= 抜粋本文 =
この10年、高級グランツーリスモ市場を賑わした牽引役と言って差し支えないアストンマーティンには、世界統一ルールが敷かれた認定中古車制度が存在する。ここ日本でも構築が進む、そんな認定中古車の実体を覗いてみたい。 まず触れておきたい認定中古車の世界統一ルールとは、個体の吟味から始まる。初年度登録から10年以内、走行距離にして13万6000km以内の個体が絶対条件となる。その範囲だけを見ると広そうに思えるが、実際は販売する各正規販売店がさらにクオリティを認めたものでなければならない。実際のハードルは相当に高いと、日本における正規販売店にして常にアジア・パシフィック地域でトップクラスの新車販売数を誇るアトランティックカーズは言う。
 同店は常に5台前後の在庫量を持つが、この日巡り会えた個体は、2010年式のDBSヴォランテ・タッチトロニック2だった。

= 課題一覧 =
1) アストンマーティンの認定中古車についての抜粋では、絶対条件とされる個体の走行距離の上限はいくらですか？
2) アストンマーティンの認定中古車についての抜粋から、「この10年、高級グランツーリ」から「トランティックカーズは言う。」までの部分を一字一句変えずに返してください。

= 提供リスト =
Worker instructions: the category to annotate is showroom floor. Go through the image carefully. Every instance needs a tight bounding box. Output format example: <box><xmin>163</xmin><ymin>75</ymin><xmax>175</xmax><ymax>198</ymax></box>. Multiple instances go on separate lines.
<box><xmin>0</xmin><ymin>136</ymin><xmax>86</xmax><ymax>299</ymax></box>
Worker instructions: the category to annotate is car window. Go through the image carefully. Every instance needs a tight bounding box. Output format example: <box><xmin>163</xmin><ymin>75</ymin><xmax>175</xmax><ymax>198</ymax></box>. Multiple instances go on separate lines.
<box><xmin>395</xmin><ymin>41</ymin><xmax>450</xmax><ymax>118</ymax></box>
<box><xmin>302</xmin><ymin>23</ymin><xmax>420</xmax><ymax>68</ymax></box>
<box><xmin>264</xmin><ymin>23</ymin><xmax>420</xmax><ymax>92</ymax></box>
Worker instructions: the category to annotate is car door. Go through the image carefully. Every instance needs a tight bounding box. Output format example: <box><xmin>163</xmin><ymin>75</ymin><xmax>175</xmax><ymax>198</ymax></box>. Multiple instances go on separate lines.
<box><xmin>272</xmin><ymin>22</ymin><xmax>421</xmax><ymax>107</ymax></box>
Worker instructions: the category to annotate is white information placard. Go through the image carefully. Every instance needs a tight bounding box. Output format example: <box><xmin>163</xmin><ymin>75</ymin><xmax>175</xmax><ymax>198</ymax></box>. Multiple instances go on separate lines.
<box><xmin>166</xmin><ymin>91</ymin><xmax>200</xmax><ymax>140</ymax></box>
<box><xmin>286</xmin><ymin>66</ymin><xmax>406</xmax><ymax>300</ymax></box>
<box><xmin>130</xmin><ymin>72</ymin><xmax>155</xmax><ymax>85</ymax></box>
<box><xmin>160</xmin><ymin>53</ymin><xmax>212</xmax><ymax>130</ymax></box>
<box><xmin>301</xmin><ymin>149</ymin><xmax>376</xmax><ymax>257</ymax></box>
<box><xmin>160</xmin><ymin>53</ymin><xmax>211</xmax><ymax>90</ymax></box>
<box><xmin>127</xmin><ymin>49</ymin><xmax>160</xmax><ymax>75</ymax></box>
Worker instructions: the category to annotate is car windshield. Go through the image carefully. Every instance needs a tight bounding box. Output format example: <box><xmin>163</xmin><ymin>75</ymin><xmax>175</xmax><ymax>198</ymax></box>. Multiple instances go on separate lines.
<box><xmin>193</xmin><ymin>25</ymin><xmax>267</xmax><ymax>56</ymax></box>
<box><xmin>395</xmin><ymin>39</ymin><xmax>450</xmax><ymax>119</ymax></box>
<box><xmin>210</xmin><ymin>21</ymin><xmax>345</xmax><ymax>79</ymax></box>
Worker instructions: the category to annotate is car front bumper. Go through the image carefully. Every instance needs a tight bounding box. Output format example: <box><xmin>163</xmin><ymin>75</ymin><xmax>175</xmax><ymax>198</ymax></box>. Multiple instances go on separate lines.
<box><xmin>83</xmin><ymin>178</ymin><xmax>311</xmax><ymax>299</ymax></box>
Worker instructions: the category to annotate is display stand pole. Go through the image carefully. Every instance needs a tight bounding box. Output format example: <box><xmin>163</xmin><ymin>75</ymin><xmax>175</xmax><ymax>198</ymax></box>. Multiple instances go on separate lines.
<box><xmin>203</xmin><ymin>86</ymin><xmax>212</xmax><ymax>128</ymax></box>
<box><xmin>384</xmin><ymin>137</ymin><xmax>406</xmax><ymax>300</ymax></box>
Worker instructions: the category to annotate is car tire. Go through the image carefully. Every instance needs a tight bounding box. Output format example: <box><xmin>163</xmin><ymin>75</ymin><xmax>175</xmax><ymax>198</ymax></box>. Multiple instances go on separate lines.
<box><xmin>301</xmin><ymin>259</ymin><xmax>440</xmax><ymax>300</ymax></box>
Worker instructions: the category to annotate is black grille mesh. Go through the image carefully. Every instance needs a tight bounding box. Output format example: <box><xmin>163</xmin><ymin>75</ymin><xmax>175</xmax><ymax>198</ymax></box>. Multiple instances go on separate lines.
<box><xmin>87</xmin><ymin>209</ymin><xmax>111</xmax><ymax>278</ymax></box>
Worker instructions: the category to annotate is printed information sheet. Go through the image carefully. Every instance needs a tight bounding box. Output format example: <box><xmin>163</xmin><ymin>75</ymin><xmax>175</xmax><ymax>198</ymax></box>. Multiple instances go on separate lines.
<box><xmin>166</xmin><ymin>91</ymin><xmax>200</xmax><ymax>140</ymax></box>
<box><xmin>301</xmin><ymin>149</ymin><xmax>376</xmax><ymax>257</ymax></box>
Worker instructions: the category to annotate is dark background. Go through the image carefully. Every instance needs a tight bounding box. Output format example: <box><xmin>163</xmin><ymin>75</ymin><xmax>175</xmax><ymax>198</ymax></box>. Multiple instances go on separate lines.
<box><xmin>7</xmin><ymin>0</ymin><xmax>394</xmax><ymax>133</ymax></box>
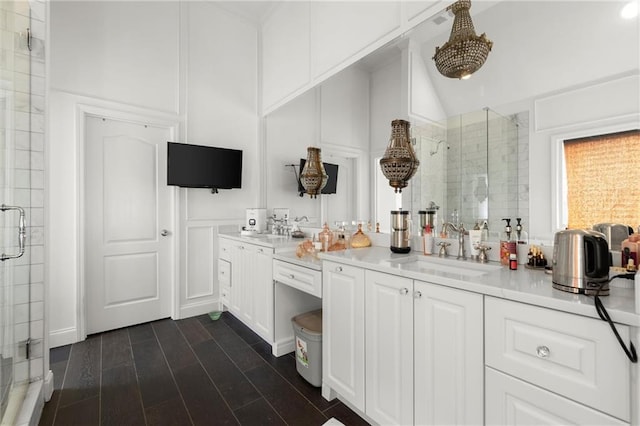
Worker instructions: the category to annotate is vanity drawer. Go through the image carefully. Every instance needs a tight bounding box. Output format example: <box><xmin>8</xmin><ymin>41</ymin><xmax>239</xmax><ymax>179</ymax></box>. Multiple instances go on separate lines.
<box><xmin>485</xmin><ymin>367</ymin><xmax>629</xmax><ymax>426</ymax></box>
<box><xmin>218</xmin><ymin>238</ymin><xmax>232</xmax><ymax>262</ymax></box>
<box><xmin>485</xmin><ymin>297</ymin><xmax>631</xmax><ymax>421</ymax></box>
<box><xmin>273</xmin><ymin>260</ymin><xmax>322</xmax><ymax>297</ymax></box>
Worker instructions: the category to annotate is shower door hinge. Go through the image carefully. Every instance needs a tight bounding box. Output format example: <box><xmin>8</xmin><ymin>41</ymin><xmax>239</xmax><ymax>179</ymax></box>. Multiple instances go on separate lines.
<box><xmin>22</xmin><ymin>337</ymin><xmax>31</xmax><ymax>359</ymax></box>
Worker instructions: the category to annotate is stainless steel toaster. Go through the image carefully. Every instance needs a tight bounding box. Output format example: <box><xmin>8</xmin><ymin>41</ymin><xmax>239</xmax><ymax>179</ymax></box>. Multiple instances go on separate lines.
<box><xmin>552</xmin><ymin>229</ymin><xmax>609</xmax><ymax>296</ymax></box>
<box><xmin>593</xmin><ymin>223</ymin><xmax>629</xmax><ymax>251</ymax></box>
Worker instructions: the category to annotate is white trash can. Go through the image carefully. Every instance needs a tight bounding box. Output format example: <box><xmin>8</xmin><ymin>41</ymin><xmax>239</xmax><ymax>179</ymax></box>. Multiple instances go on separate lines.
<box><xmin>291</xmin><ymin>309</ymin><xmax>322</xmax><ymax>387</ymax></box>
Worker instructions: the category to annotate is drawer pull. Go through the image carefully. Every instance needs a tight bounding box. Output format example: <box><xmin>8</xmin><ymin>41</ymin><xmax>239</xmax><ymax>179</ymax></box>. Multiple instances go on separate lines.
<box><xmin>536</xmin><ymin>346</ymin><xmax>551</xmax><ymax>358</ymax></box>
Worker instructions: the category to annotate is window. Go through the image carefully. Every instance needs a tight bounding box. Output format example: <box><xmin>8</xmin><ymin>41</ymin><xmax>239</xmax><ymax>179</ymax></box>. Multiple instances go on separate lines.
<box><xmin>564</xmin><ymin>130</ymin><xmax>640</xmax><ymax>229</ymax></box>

==

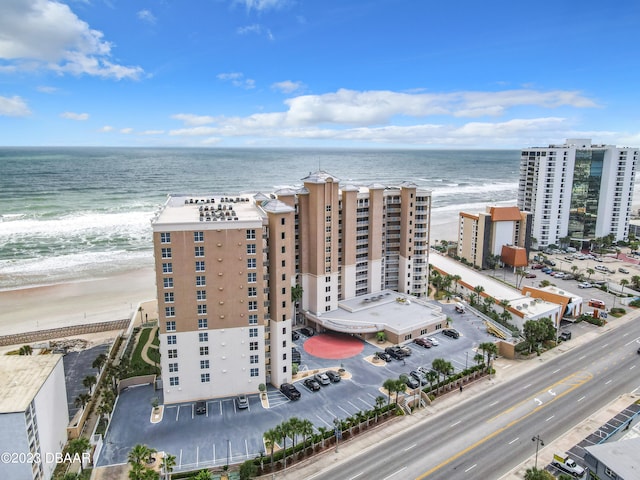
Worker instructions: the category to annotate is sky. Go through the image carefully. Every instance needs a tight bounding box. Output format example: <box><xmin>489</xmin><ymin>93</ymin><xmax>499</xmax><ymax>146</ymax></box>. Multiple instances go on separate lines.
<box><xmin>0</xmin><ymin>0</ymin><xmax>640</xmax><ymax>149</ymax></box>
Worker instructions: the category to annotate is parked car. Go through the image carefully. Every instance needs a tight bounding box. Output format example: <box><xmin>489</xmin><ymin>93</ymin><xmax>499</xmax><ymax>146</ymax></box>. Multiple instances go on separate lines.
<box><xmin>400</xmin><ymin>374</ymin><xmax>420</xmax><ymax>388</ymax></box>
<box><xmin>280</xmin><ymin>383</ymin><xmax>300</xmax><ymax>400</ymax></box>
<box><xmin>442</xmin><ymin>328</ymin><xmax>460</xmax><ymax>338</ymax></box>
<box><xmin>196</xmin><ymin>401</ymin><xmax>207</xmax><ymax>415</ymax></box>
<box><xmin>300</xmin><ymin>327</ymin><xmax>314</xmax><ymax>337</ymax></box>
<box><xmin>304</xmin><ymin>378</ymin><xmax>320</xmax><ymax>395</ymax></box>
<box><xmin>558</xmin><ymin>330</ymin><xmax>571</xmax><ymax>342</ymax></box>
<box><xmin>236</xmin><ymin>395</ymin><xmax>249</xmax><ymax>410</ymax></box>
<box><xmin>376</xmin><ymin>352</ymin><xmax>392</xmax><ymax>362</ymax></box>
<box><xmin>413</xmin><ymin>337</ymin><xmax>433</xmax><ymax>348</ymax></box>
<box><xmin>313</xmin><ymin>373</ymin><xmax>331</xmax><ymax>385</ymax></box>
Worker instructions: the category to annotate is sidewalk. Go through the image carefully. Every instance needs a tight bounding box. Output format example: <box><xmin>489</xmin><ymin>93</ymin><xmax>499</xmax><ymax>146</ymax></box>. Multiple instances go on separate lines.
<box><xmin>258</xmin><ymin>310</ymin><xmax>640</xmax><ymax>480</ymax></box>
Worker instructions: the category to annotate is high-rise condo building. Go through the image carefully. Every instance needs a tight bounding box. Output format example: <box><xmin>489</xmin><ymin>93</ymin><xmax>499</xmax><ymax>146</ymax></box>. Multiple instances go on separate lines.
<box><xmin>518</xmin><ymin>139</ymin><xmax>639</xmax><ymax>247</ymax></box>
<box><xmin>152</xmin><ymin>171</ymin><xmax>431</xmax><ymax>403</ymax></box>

--

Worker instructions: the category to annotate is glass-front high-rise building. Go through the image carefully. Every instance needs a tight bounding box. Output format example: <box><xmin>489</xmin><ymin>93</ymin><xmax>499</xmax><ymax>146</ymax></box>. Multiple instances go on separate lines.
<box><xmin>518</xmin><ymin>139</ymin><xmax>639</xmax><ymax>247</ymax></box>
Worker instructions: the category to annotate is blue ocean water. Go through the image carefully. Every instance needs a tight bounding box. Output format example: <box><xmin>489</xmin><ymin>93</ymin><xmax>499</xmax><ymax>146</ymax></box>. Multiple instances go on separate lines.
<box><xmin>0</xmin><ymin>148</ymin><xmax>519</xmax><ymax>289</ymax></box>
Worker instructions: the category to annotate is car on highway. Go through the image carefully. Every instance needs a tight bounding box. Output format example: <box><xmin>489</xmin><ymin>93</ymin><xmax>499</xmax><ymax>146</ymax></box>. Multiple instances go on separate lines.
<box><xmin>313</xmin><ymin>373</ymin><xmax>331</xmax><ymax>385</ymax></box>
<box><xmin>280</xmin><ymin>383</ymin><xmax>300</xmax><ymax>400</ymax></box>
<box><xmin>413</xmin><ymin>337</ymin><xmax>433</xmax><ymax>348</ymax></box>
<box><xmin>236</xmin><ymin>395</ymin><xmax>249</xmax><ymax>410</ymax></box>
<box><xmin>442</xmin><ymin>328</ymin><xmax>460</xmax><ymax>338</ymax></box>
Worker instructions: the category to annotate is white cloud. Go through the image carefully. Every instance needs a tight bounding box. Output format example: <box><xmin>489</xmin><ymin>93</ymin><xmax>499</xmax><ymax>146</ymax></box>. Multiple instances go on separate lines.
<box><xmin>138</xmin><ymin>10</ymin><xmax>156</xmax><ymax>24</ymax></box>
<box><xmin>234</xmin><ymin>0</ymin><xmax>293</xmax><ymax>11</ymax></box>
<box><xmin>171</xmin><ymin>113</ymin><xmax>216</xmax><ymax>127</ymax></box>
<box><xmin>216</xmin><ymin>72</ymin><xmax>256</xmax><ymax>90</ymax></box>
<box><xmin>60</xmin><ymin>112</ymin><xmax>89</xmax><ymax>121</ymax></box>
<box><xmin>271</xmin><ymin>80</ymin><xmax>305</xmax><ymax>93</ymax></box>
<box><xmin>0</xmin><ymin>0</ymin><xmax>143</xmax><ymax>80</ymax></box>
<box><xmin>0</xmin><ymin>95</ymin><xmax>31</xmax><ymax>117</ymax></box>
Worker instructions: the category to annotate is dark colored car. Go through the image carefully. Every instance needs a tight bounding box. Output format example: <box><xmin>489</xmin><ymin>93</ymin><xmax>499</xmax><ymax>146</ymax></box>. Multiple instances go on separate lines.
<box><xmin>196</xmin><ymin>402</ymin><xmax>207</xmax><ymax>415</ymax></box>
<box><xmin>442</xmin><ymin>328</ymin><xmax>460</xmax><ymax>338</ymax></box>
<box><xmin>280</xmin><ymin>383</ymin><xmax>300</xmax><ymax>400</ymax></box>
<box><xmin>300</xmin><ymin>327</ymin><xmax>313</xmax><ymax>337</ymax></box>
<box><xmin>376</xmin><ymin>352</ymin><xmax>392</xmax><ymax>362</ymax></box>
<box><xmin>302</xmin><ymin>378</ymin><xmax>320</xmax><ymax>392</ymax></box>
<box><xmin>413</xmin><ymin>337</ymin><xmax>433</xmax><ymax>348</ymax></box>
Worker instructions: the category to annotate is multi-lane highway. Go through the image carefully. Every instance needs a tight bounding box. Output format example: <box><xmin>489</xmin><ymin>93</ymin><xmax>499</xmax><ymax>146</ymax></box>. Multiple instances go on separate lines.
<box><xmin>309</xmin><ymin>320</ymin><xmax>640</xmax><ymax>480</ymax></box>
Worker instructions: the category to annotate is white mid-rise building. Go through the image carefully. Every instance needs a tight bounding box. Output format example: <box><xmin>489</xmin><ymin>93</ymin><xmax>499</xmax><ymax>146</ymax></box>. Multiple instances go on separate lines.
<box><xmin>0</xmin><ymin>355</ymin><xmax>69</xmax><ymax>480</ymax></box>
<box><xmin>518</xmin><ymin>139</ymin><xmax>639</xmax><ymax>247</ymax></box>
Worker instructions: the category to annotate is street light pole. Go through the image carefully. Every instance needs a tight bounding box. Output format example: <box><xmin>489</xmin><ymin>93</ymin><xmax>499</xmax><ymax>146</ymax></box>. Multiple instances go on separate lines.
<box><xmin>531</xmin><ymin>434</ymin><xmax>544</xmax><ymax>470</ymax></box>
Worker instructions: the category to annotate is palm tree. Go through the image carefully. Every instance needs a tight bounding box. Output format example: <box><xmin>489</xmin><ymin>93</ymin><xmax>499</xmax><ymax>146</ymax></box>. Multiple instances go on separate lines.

= 想定出力 =
1) 13万6000km以内です。

2)
この10年、高級グランツーリスモ市場を賑わした牽引役と言って差し支えないアストンマーティンには、世界統一ルールが敷かれた認定中古車制度が存在する。ここ日本でも構築が進む、そんな認定中古車の実体を覗いてみたい。 まず触れておきたい認定中古車の世界統一ルールとは、個体の吟味から始まる。初年度登録から10年以内、走行距離にして13万6000km以内の個体が絶対条件となる。その範囲だけを見ると広そうに思えるが、実際は販売する各正規販売店がさらにクオリティを認めたものでなければならない。実際のハードルは相当に高いと、日本における正規販売店にして常にアジア・パシフィック地域でトップクラスの新車販売数を誇るアトランティックカーズは言う。